Look at the tags in the pod, copy the key and the value. Identify the volume that needs to be tagged and tag it as follows:

purevol tag SRM-podB::activeDR-SRM3-RDM --key puresra-testFailover_1597691959294 --value e184134e-5a94-9f76-5c53-ae33e6df93d5 --namespace puresra
clipboard_e0dbfd1eaac8c3005e670bacdb17bcf1c.png

The above shows listing the tags, adding the tag, then listing the tags again. You must use the puresra namespace--otherwise the tag will not work.

Once done, re-run the test recovery cleanup.

 clipboard_e39183e25b57603d8b1cd2e6cac3214cc.png

The alternative (let's assume the same scenario as above) is to force the test recovery cleanup and then manually demote the pod.

clipboard_ec06f1b14dd0b6fa63979bf5596516485.png

Let the cleanup complete, then login to the target FlashArray and identify the target pod. Click on the vertical ellipsis and choose Demote. CONFIRM that this is indeed the target pod, not the source pod. The replication direction should be coming towards this pod like in the screenshot below:

clipboard_e3286161aa15723547a5272a684a6afd6.png

Click Demote.

clipboard_ee3c0f185eacf066e23908f65791b6b79.png

The tags will be removed:

clipboard_e4137fc461642a7d87f70831ec3c996f0.png

Once you confirm that no issues were caused by the demote, you can eradicate the undo pod (if you need to run another test) or if not, let the eradication timer remove it in due time.

clipboard_ebc80a66fd4f49f119dad971302280ef6.png

Test Recovery Cleanup Fails: Undo Pod already exists on target site 

If a target pod was manually promoted or the SRA was unable to eradicate the undo pod (for instance if safe mode was enabled) a test recovery cleanup will fail as the pod will not be able to be demoted due to the presence of an undo pod.

- Set problem -
Continue the excerpt on failed test recovery cleanups, picking up after its last sentence.

Raw records:

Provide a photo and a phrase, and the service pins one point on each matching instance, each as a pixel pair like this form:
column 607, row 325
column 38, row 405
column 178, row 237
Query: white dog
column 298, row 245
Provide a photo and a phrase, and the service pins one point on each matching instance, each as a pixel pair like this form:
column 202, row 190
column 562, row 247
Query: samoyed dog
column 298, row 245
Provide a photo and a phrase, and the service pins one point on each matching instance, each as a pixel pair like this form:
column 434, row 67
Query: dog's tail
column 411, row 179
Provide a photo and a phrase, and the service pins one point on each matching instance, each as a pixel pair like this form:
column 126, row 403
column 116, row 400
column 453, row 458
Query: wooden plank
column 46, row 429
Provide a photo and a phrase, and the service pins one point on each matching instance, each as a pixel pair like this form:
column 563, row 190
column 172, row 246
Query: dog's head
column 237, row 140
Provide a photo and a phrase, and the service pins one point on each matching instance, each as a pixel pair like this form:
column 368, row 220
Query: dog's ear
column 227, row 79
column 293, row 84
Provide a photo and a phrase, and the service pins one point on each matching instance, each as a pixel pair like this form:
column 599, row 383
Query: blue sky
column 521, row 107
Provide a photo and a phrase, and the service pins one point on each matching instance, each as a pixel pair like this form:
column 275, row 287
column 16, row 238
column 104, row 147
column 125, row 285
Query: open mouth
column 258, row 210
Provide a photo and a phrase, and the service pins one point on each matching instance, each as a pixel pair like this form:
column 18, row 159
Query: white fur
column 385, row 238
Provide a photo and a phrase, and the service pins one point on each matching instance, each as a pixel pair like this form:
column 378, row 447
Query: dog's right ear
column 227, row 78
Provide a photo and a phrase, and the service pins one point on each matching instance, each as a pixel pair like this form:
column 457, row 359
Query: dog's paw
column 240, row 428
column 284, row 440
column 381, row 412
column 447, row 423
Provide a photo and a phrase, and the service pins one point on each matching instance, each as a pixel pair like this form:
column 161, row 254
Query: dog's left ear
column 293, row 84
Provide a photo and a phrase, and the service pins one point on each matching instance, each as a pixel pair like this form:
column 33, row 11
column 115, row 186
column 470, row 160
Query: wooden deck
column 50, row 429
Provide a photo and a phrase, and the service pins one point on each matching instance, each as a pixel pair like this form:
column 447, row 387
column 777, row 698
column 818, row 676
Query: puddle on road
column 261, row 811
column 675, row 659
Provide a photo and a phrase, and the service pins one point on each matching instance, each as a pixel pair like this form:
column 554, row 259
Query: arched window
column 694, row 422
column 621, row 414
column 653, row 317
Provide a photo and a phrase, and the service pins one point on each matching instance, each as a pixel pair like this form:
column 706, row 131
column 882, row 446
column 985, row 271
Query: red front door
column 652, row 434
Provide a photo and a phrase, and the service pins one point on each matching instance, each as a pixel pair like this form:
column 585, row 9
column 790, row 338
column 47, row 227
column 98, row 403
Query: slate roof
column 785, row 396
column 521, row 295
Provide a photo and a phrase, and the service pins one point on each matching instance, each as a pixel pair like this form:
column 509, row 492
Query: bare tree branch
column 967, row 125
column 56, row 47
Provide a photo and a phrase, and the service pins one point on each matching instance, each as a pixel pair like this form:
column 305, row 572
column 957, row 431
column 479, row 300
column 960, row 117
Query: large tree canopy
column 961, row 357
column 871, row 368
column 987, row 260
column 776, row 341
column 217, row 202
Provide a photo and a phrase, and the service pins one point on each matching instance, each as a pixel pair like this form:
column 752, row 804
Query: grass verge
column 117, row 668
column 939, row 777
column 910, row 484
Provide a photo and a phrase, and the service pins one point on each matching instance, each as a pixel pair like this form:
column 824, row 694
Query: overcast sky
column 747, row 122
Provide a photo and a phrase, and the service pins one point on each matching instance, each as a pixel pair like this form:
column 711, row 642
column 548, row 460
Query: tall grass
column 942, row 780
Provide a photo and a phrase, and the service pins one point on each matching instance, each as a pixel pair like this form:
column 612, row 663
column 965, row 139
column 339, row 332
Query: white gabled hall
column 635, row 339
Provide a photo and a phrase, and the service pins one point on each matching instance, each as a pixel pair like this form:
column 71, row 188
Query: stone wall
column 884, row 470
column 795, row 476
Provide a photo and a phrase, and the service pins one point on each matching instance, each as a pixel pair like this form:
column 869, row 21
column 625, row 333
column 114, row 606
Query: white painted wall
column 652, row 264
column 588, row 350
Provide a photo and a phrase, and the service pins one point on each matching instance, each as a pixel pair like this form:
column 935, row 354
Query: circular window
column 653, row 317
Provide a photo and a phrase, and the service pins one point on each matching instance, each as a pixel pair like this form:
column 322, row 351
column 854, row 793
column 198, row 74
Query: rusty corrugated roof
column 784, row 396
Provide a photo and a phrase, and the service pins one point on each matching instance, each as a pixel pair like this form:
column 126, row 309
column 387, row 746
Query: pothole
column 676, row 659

- Exercise result -
 Failed to delete snapshots of replica devices. SRA command 'testFailoverStop' failed. Array operation failed: "PureRestException: HttpStatusCode = 'BadRequest', RestErrorCode = 'InternalError', Details = '["context":"SRM-podB","message":"Cannot demote pod because the associated undo-demote pod has not been eradicated.","context":"PATCH","message":"https://flasharray-m20-2.purecloud.c..._quiesce=False"]', InnerException = ''". Array operation failed. Please see logs at /srm/sra/log/testFailoverStop_2020-08-17-16-35-16-3662578-45c6e077-144a-4f5b-8c8d-f46c61a40ecb.log.

To verify, login to the target FlashArray and look under Destroyed and Undo Pods and see if there is a destroyed "undo" pod there for your target pod. If this exists, the test recovery cleanup will not be possible until it is fully eradicated.

There are three reasons that the undo pod might still exist:

  1. Someone manually promoted and then demoted the target pod but did not eradicate the undo pod.
  2. The credentials in the array manager within SRM are at a storage admin permission level. Storage admin level permissions cannot eradicate a pod--this requires the highest level of FlashArray permissions (array admin). So either request that an admin eradicates it, wait for timed eradication, or update the SRM array manager credentials for that ActiveDR pair to array admin.
  3. Safemode is enabled on the FlashArray and therefore no object can be manually eradicated.

Manually eradicate it, or wait for the eradication timer to automatically remove the pod according to the schedule and then try the test recovery.

Note if you have enabled "SafeMode" on the FlashArray, manual eradication will not be possible. This will also mean that only one SRM test recovery process can be run per pod pair per each eradication window.

You can then either eradicate the pod and rerun the cleanup:

 

Or re-run the cleanup with Force Cleanup selected:

Then demote the pod when needed or through the automatic eradication window. Note that a subsequent test recovery or recovery will not be possible until the pod is demoted.

Replication Link is Paused

There is a current known issue with the 4.0 release of the SRA with ActiveDR when the replication link is paused between the source and target pod.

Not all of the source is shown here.